> SUPPLIED INFORMATION
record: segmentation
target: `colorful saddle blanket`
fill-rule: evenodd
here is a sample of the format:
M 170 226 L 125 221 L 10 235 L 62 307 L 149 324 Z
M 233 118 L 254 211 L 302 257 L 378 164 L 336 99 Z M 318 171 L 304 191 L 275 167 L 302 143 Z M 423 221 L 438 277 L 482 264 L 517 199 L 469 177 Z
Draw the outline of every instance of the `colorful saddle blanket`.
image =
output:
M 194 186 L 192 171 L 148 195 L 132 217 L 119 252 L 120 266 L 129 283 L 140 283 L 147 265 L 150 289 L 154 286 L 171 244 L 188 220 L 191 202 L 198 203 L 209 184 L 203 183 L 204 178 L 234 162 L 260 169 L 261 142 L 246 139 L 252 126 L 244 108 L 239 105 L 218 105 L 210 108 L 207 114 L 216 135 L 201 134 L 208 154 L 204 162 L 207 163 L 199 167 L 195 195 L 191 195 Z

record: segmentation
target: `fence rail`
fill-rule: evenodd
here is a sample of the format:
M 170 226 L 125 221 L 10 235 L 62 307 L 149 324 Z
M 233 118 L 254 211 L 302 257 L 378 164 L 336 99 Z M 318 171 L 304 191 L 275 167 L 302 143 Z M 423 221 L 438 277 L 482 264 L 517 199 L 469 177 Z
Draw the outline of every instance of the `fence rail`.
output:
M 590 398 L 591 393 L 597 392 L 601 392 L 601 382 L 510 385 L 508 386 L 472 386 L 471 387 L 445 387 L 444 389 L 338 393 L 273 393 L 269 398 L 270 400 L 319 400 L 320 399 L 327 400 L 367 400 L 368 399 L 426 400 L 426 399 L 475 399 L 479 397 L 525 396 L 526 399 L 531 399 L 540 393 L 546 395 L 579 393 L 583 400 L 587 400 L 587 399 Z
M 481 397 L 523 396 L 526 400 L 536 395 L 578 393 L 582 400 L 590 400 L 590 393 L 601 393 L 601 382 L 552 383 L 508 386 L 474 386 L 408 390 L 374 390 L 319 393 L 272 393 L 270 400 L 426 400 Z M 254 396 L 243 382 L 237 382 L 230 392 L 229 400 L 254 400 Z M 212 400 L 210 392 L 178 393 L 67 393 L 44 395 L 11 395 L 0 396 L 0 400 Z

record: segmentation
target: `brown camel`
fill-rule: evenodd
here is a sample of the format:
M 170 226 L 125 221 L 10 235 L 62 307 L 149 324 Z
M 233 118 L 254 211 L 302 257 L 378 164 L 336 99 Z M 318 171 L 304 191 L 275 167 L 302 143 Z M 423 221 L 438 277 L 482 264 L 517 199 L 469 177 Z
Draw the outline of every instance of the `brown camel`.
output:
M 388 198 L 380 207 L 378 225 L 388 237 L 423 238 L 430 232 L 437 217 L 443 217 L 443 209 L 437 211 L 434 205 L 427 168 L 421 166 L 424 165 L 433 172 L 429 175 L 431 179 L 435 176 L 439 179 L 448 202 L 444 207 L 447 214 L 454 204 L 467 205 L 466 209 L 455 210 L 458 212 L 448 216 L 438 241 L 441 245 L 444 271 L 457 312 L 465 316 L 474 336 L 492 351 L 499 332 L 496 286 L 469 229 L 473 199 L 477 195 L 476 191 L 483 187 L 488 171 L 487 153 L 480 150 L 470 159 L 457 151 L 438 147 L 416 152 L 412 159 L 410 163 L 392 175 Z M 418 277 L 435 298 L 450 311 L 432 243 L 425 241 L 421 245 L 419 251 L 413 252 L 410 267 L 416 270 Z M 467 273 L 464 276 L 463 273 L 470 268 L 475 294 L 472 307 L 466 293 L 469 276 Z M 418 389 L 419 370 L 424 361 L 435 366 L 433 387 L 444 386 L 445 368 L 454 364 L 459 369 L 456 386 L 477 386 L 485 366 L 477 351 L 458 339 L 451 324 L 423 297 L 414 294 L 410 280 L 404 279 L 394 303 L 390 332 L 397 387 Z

> TASK
Reproduce verbatim the records from their very first line through the line that contains "M 194 186 L", including that line.

> SOLUTION TO THE EXERCISE
record: segmentation
target: `colorful saddle blanket`
fill-rule: evenodd
here is a sample of the format:
M 170 226 L 125 221 L 10 235 L 62 307 L 149 324 Z
M 233 118 L 254 211 L 302 257 L 378 164 L 336 99 Z M 318 171 L 304 191 L 275 167 L 302 143 Z M 423 221 L 438 277 L 482 264 L 517 199 L 469 177 Z
Draw the outline of every instance of the `colorful saddle blanket`.
image =
output:
M 194 186 L 192 171 L 148 195 L 132 217 L 119 252 L 120 266 L 129 283 L 140 283 L 147 265 L 150 289 L 154 286 L 171 244 L 188 220 L 191 202 L 198 203 L 209 184 L 203 183 L 204 178 L 234 162 L 260 169 L 261 142 L 246 139 L 252 126 L 244 108 L 239 105 L 218 105 L 210 108 L 207 114 L 216 135 L 201 134 L 208 154 L 204 162 L 207 163 L 199 167 L 195 195 L 191 195 Z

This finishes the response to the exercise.